What to work on.
Extract all data as written.

________________

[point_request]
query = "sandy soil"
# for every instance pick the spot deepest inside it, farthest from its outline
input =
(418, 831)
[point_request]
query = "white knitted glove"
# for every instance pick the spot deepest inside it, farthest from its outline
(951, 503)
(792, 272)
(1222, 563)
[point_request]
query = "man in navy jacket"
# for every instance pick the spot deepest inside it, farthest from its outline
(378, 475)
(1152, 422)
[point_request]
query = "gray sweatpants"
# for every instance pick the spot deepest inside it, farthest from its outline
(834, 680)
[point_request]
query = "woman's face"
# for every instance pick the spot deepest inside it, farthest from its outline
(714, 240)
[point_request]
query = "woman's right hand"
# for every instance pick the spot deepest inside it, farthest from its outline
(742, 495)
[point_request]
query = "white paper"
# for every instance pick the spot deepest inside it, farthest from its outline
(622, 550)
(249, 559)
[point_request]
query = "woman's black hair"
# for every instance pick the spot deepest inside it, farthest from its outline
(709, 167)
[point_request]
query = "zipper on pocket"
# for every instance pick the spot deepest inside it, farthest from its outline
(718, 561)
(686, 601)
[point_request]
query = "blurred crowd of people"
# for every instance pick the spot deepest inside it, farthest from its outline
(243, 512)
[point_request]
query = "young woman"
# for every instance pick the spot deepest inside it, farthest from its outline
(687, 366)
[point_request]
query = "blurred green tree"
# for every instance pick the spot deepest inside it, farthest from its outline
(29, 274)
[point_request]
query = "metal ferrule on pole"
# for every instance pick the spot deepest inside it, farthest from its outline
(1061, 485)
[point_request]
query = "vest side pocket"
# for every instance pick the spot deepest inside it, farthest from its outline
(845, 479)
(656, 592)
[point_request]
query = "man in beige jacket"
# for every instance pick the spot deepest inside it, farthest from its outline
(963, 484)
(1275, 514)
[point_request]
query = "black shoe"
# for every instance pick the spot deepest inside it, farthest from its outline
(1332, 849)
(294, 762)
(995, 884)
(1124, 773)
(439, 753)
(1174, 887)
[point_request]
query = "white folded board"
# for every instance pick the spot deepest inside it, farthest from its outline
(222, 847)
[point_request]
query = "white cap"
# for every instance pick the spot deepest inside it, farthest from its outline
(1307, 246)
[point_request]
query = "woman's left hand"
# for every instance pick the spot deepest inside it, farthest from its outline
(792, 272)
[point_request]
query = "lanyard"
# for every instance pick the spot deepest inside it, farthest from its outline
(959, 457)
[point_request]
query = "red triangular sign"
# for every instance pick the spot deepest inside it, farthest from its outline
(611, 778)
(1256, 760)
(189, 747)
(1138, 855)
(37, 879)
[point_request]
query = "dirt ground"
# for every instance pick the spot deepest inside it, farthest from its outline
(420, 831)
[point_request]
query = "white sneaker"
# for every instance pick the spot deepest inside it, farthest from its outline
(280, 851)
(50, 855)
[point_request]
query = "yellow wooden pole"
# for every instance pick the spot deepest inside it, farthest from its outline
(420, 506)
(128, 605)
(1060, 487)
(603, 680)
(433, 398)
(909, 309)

________________

Answer to the task.
[point_request]
query = "sandy soil"
# for every instance pick the spot deepest inside it, farthest from its outline
input =
(418, 831)
[point_request]
query = "white knitted glove"
# for every instance pick the spot deepest inside it, farthest from its outline
(951, 503)
(792, 272)
(1222, 563)
[point_request]
query = "man in navy jacket"
# for every instance pick the spot deepest inside it, farthest from its outline
(378, 475)
(1152, 422)
[point_request]
query = "gray sweatpants"
# for every instance pick the spot deepest inside it, farthest from its outline
(834, 680)
[point_request]
query = "woman's face"
# for every instance pick the spot deepest inside it, farthest from its outline
(714, 240)
[point_request]
query = "woman's right hand"
# for every instance pick the spot deepest inside it, farthest from its outline
(742, 495)
[point_request]
query = "white paper"
# for every instance pick the spot deepest inside it, farthest from its outline
(622, 550)
(249, 559)
[point_request]
query = "woman's black hair"
# for every instance pick the spot deepest inside it, farthest from its outline
(709, 167)
[point_request]
query = "zipper on pocket"
# for every instance pick the spot deepest inside it, farthest from its outline
(718, 561)
(686, 601)
[point_request]
query = "blurred crowd of people"
# for every instance pick the spot deepest inside it, farthest from its outline
(243, 512)
[point_request]
query = "young woman"
# for every instance pick the spot deepest inside it, farthest from its outline
(687, 366)
[point_request]
query = "blurred green tree"
# for every instance pick the spot deepest inside it, farthest from its outline
(29, 274)
[point_request]
query = "metal ferrule on pole"
# for every instance pick the spot deepest inside it, farthest from its outline
(1061, 485)
[point_request]
query = "vest side pocket"
# for every instance pick the spot deepest inside it, farthest from its outline
(845, 479)
(656, 592)
[point_request]
query = "man in beige jacket"
# for every instance pick the spot deepest inside it, farthest from its outline
(963, 484)
(1275, 514)
[point_request]
query = "black shoe"
# for every instance pick the spot deepest inside it, farthest from its outline
(1332, 849)
(294, 762)
(995, 884)
(1124, 773)
(439, 753)
(1174, 887)
[point_request]
query = "white folded board"
# for every instance pick the spot deepest inside it, farthest from its outline
(222, 847)
[point_request]
query = "white cap"
# for every instance pick the spot deepest inside it, farthest from its outline
(1307, 246)
[point_request]
query = "woman's left hand"
# for every instance pick the spot deepest inside it, farthest from its outline
(792, 272)
[point_request]
query = "lanyard"
# for every instance pick the spot deepest inside it, farthest from its outline
(959, 457)
[point_request]
query = "red triangular sign"
# for every instance pick the spot deepest inside it, farthest from its outline
(611, 778)
(1256, 760)
(189, 747)
(1138, 855)
(37, 879)
[point_request]
query = "dirt ground"
# for every instance pick the spot deepest inside it, farthest from its outline
(420, 831)
[point_request]
query = "white sneaker"
# for every instance pick the spot deepest inside it, farthest from its outline
(280, 851)
(50, 855)
[point_request]
query = "yellow wooden pole"
# for every instance pick the spot deepest inside it, farthest from its outline
(420, 506)
(128, 605)
(1060, 487)
(603, 680)
(433, 398)
(909, 309)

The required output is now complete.